start Data shown

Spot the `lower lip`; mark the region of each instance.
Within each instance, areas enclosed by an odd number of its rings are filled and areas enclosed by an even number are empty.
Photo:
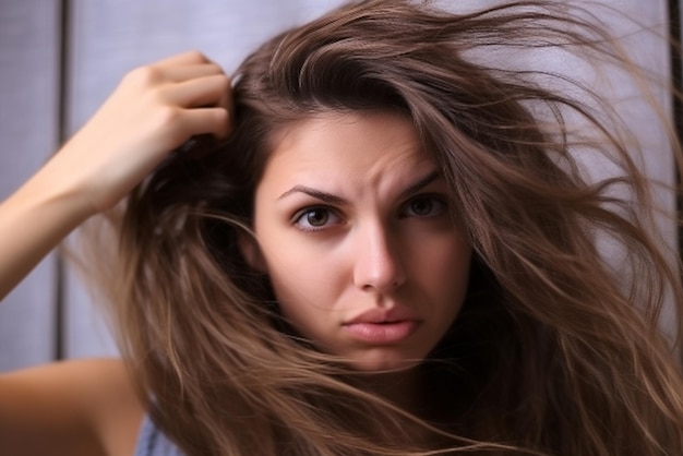
[[[409,337],[417,329],[418,322],[406,320],[393,323],[351,323],[344,327],[358,340],[396,344]]]

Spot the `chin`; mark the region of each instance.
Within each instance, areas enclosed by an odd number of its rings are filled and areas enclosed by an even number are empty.
[[[364,373],[391,373],[408,371],[423,361],[422,358],[367,357],[346,362],[351,370]]]

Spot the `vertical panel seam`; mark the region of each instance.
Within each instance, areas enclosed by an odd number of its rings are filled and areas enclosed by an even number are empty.
[[[70,39],[69,0],[60,0],[59,5],[59,69],[57,82],[57,135],[58,144],[61,146],[67,141],[68,116],[69,116],[69,63],[70,63]],[[58,249],[55,255],[56,262],[56,287],[55,287],[55,321],[53,337],[55,348],[52,357],[56,360],[64,359],[64,347],[67,336],[67,302],[65,302],[65,264],[61,249]]]

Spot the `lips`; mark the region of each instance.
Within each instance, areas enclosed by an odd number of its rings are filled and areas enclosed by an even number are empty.
[[[352,338],[378,345],[397,344],[420,325],[418,316],[405,308],[374,308],[343,323]]]

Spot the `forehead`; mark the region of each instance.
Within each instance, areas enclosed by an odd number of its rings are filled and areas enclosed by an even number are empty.
[[[399,112],[326,112],[274,137],[264,179],[276,175],[414,173],[431,167],[410,118]]]

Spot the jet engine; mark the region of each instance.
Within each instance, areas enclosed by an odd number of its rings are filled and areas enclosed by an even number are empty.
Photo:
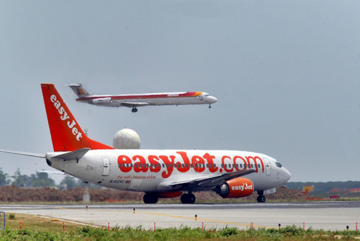
[[[111,103],[111,97],[107,97],[105,98],[98,98],[94,99],[90,101],[90,103],[94,104],[110,104]]]
[[[252,194],[254,184],[247,178],[238,177],[226,181],[213,190],[224,198],[243,197]]]

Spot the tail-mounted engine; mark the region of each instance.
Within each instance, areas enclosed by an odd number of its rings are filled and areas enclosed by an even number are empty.
[[[107,97],[105,98],[98,98],[94,99],[90,101],[91,104],[110,104],[111,103],[111,97]]]
[[[249,196],[254,191],[254,184],[247,178],[238,177],[225,182],[213,191],[223,198],[243,197]]]

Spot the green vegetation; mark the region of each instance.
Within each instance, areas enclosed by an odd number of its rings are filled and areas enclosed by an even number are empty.
[[[311,228],[303,230],[295,226],[278,228],[259,228],[247,230],[226,227],[221,229],[207,229],[180,227],[167,228],[145,229],[141,226],[132,228],[117,226],[107,230],[107,227],[84,226],[65,222],[65,231],[62,231],[62,221],[53,221],[37,216],[17,214],[14,219],[6,217],[5,230],[0,231],[0,240],[347,240],[360,238],[360,231],[346,230],[325,231]],[[20,229],[21,222],[22,229]]]
[[[88,226],[70,231],[50,232],[31,230],[26,228],[7,228],[0,232],[1,240],[179,240],[228,239],[231,240],[334,240],[338,238],[355,240],[360,237],[357,231],[324,231],[309,228],[303,231],[294,226],[278,229],[259,228],[240,230],[236,227],[226,227],[222,229],[202,231],[187,227],[179,228],[157,229],[156,232],[145,230],[140,226],[133,228],[126,226],[116,227],[108,231],[107,228]]]
[[[314,191],[311,193],[328,192],[333,188],[360,188],[360,182],[348,181],[347,182],[289,182],[284,186],[290,188],[302,190],[303,186],[314,186]]]

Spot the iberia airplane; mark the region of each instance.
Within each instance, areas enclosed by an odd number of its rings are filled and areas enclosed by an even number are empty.
[[[102,106],[125,106],[132,108],[132,112],[138,111],[137,107],[146,106],[206,104],[211,108],[211,104],[217,101],[215,97],[203,92],[99,95],[93,94],[80,83],[67,85],[77,95],[77,101]]]
[[[41,85],[54,151],[45,154],[1,151],[45,158],[49,166],[106,187],[144,192],[145,203],[179,196],[195,201],[194,192],[213,191],[224,198],[257,192],[257,201],[290,178],[280,162],[247,151],[118,149],[85,134],[54,85]]]

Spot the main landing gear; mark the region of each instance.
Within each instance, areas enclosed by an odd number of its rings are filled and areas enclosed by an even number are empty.
[[[188,193],[183,193],[181,195],[180,200],[181,203],[192,204],[195,202],[195,195],[189,192]]]
[[[145,193],[143,200],[145,203],[156,203],[158,201],[158,197],[156,194]]]
[[[266,201],[266,198],[264,195],[264,191],[259,191],[257,192],[257,194],[259,196],[257,196],[256,200],[258,202],[265,202]]]

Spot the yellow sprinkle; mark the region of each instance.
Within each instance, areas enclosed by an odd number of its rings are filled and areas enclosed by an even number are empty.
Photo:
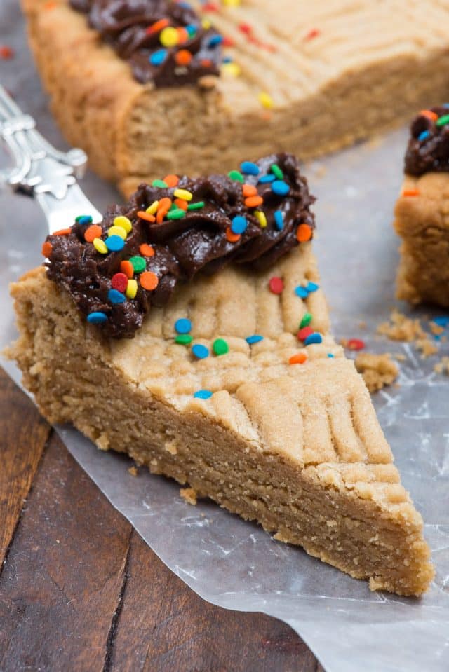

end Data shown

» **Exercise description**:
How many lines in the records above contain the word "engine"? Reply with the number alone.

» **Response to the exercise**:
2